# What the task requires
Express each line of the entries below as an item in a numbered list, leaving out any blank lines.

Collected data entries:
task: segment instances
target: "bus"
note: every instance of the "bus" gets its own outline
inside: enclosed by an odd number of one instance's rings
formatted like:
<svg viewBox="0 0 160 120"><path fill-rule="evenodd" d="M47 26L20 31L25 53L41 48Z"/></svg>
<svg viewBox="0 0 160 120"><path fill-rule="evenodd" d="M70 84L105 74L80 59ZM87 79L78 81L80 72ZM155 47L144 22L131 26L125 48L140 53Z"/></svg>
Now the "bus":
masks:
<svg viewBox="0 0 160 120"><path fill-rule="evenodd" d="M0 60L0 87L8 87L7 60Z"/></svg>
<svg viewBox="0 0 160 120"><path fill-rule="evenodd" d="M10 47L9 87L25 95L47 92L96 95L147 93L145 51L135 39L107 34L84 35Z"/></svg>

# Exercise result
1. task: segment instances
2. target: "bus"
3. note: every instance of the "bus" gets its own outline
4. inside: enclosed by an odd number of one instance's rings
5. formatted like:
6. <svg viewBox="0 0 160 120"><path fill-rule="evenodd" d="M47 26L20 31L25 53L41 48Z"/></svg>
7. <svg viewBox="0 0 160 120"><path fill-rule="evenodd" d="M70 84L105 74L80 59ZM87 79L78 81L80 72ZM155 47L144 22L131 26L125 48L140 53Z"/></svg>
8. Now the "bus":
9. masks:
10. <svg viewBox="0 0 160 120"><path fill-rule="evenodd" d="M0 60L0 87L8 87L7 60Z"/></svg>
11. <svg viewBox="0 0 160 120"><path fill-rule="evenodd" d="M10 47L9 87L25 95L47 92L96 95L147 93L145 51L135 39L107 34L84 35Z"/></svg>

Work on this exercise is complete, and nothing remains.